━━━ Excerpted text
Selective State Space Models Achieve Transformer Quality at Linear Cost
Recent research from UC Berkeley introduces selective state space models (S6), a novel sequence modeling technique that achieves comparable performance to Transformers while scaling linearly in sequence length.
State space models (SSMs) are a class of recurrent neural networks that have shown promise for sequence tasks but struggled on dense modalities like language compared to Transformers. The key insight is augmenting SSMs with a selection mechanism that lets the model selectively propagate or ignore inputs based on content. This provides SSMs the context-aware reasoning abilities previously unique to Transformers' attention.
The resulting selective SSMs are incorporated into a simplified architecture called Mamba. On generative pretraining for text, audio, and genomics, Mamba matches or exceeds the quality of Transformers 2-4x its size. It also solves synthetic memorization tasks perfectly up to sequences of length 1 million, demonstrating strong long-term dependence modeling.
Compared to Transformers, Mamba enjoys 5x higher throughput during generation without a cache, and linear scaling during training. The researchers highlight its potential as an efficient general-purpose sequence model backbone for developing foundation models.
While promising, questions remain about Mamba's performance at larger scales and on complex language tasks. The technique demonstrates how augmenting efficient architectures like SSMs with core abilities of Transformers can combine their strengths. Selective state space models point toward reduced computational and data demands for training large, high-quality sequence models.
━━━━━━
━━━ Data section
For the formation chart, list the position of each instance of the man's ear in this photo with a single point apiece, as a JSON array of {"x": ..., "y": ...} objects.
━━━━━━
**Your tasks**
**a.** Answer each question from the article on selective state space models, one answer per line, marked to match.
(i) What is the simplified architecture that incorporates selective SSMs called?
(ii) Up to what sequence length does it solve synthetic memorization tasks perfectly?
(iii) How much higher is its throughput during generation without a cache compared to Transformers?
**b.** Return a verbatim copy of the part of the selective state space models article that starts at the words "Selective State Space Models Achieve" and stops after the words "in sequence length.".
**c.** According to the selective state space models article, Mamba was evaluated on generative pretraining for which kinds of data? List all of them.

**Responses by task**
**a.**
(i) Mamba
(ii) 1 million
(iii) 5x

**b.**
Selective State Space Models Achieve Transformer Quality at Linear Cost
Recent research from UC Berkeley introduces selective state space models (S6), a novel sequence modeling technique that achieves comparable performance to Transformers while scaling linearly in sequence length.

**c.**
- text
- audio
- genomics